> **JOB**
Write out every line of the material below exactly as it stands, with nothing changed.

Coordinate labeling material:
_ _ _ _

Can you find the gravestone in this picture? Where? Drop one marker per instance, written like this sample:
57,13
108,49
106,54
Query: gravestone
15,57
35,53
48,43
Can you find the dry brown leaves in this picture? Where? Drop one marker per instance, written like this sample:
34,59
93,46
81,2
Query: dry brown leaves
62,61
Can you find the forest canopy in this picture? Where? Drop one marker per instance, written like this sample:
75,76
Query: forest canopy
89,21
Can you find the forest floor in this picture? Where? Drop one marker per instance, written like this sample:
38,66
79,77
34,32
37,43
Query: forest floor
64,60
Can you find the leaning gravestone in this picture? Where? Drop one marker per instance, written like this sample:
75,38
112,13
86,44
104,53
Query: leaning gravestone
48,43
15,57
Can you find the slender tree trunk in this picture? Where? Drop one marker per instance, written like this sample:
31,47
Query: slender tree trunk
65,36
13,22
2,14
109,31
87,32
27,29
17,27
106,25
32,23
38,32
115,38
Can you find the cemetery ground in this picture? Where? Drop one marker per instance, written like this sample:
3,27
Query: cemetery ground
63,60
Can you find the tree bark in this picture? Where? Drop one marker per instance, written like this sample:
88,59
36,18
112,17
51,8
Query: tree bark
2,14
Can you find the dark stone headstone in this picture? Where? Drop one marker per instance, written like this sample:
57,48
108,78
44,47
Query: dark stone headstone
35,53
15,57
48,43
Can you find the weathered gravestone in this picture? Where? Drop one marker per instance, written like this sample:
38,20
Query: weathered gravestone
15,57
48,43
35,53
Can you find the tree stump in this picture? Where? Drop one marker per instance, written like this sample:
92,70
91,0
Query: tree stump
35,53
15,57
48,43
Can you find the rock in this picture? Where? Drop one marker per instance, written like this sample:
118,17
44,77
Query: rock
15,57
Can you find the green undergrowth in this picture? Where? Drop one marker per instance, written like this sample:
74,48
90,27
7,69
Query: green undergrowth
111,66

_ _ _ _

> **EXPECTED ANSWER**
Can you find the gravestone in this picture? Where? Drop one marker per instance, written like this sample:
57,13
108,49
106,54
Query: gravestone
15,57
35,53
48,43
Can you find the dry brown leaves in this picture? Where? Drop one marker per instance, written like this sample:
34,59
93,46
81,2
Query: dry brown leaves
62,61
Can you find the forest canopy in this picture? Where? Drop one marker per instance, written like this sample:
75,76
Query: forest canopy
89,21
Can you find the forest floor in this picture? Where? Drop one marker per instance, written like this sample:
38,66
79,77
34,32
37,43
Query: forest floor
64,60
Can you find the leaning gravestone in this picture? Where? Drop one marker per instance, written like this sample:
75,38
112,13
86,44
104,53
Query: leaning gravestone
48,43
15,57
Can you find the slender tree trunk in this picture? Where? Drop one marker per instance, written like this sample:
31,47
Query: slender tree trunk
65,36
13,22
2,14
109,31
87,32
27,29
17,27
106,25
32,23
38,32
115,38
Can you find the cemetery ground in this picture? Where? Drop one marker per instance, written like this sample:
3,27
Query: cemetery ground
63,60
Can you find the tree bark in this picture? Where? Drop one marker per instance, written like this sample:
88,59
36,18
112,17
51,8
Query: tree bark
2,14
Can you find the dark stone headstone in this picture? Where? Drop one marker per instance, written like this sample:
57,48
108,78
44,47
Query: dark stone headstone
35,53
15,57
48,43
Can you find the weathered gravestone in this picture? Where? Drop one marker per instance, written like this sample:
38,20
Query: weathered gravestone
15,57
48,43
35,53
Can you find the tree stump in this picture? Where? Drop one marker per instance, written like this sample:
92,70
91,0
Query: tree stump
35,53
15,57
48,43
Can you find the rock in this picture? Where? Drop one marker per instance, written like this sample:
118,17
44,77
Query: rock
15,57
Can you find the green undergrowth in this picture? Where? Drop one marker per instance, written like this sample:
74,48
90,27
7,69
Query: green undergrowth
111,66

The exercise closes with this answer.